List of tasks
1. According to the passage on the forest seawall, who proposed the alternative "forest seawall" plan?
2. List the three things about a tsunami that the passage on the forest seawall says a forest seawall has been shown to reduce.
3. Please translate this sentence from the passage on the forest seawall into Spanish: "The forest seawall plan calls for planting local vegetation, such as Tabunoki, which proved tough enough to resist tsunami waters during the Tohoku disaster."

Document section
People in Maehama District in Kesennuma City in Miyagi held a series of self-organized study workshops and decided to challenge the national concrete seawall plan. An alternative plan for a “forest seawall” was proposed by Akira Miyawaki, Emeritus Professor at Yokohama National University. The forest seawall plan calls for planting local vegetation, such as Tabunoki, which proved tough enough to resist tsunami waters during the Tohoku disaster. The locally-developed plan reuses debris (with toxic components removed) and mixes it with the soil in a way that allows deeper root penetration. A forest seawall has been shown to reduce the speed, energy, and water level of a tsunami, giving people additional time to evacuate and reducing the likelihood that people and property will be washed away by the receding waters.

Information provided
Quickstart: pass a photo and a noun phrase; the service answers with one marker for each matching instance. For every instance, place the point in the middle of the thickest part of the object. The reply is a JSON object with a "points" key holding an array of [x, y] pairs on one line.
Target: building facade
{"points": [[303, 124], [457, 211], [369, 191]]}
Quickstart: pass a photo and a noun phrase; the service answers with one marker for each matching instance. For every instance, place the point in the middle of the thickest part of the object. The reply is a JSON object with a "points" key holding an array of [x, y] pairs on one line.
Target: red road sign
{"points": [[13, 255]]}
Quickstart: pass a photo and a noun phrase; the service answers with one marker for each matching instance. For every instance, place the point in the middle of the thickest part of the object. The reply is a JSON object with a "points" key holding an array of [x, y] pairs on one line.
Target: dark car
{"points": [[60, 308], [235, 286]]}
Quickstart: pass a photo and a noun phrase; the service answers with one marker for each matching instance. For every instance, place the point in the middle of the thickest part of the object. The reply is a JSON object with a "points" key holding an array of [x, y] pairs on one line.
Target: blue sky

Solutions per task
1. Akira Miyawaki, Emeritus Professor at Yokohama National University.

2.
- Speed
- Energy
- Water level

3. El plan del dique forestal prevé plantar vegetación local, como el tabunoki, que demostró ser lo bastante resistente como para soportar las aguas del tsunami durante el desastre de Tohoku.